__Extracted data__:
----

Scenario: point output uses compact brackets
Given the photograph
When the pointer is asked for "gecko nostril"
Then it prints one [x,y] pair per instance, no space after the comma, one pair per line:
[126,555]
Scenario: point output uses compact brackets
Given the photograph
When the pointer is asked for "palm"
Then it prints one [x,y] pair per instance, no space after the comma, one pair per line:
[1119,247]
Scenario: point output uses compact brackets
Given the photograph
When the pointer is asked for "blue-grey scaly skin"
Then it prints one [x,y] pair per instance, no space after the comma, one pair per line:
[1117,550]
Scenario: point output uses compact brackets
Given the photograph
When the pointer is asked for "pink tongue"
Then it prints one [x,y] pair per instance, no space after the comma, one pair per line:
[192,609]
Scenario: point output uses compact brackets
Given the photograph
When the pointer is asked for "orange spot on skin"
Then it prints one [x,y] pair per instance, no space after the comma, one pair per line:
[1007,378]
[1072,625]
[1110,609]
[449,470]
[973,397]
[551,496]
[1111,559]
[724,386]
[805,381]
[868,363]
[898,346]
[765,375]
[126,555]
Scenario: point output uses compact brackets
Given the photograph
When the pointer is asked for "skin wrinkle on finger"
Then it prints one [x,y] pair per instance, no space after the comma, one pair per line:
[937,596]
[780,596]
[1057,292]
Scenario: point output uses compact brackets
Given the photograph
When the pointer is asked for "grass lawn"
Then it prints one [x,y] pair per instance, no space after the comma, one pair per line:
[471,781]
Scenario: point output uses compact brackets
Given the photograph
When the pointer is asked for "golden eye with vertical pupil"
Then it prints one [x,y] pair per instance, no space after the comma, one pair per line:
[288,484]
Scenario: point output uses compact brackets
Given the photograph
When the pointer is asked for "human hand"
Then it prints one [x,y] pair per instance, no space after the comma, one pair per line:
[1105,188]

----

__To do__: Transcribe all of the material exactly. Omit nothing.

__Problem solution__:
Scenario: point output uses compact brackets
Given the photograph
When the pointer is asked for "gecko nostril"
Then it prints one [x,y] pair per instance, no space after the comma, one pair per line:
[126,555]
Scenario: point output uses compact brackets
Given the photograph
When the pointer is asked for "palm"
Then it prints one [x,y] pair per instance, no space after the comma, one pair per line:
[1119,247]
Scenario: point output uses compact brackets
Given the photograph
When the pointer is asked for "blue-grey scaly skin"
Then it prints one [x,y] pair per instance, no space after the comma, one pair per line:
[1117,550]
Scenario: point output uses compact brackets
Given the photograph
When the pointer is asked for "pink tongue"
Then it prints one [x,y] pair per instance, no space after the comma, one pair per line:
[192,609]
Scenario: point output uses compact brackets
Given the photograph
When the pointer is asked for "orange spot on skin"
Then it prints one [x,y] pair per instance, no space after the comma, one pair per line:
[1007,378]
[1072,625]
[1110,609]
[449,470]
[973,397]
[551,496]
[1111,559]
[724,386]
[805,381]
[868,363]
[898,346]
[765,375]
[126,555]
Scenario: point output uses compact brackets
Given the photograph
When the pointer is asked for "skin wrinkle on finger"
Then it prints one [x,y] pair per instance, no space after the comma, one pair per line:
[937,596]
[780,596]
[1057,292]
Scenario: point output uses compact brackets
Given the photograph
When the pointer is asked for "grass lawn"
Then it prints one [x,y] pair per instance, no space after the comma, one pair per line:
[471,781]
Scenario: point output uses compact brackets
Given the photograph
When the pointer is asked for "golden eye with vertical pupil"
Then it prints one [x,y] pair per instance, no space after the comma, one pair per line:
[288,484]
Scenario: point output uses compact brackets
Given the photograph
When the pointer is asked for "human hand"
Then it prints one [x,y] pair per instance, no space after the comma, one pair per line:
[1105,188]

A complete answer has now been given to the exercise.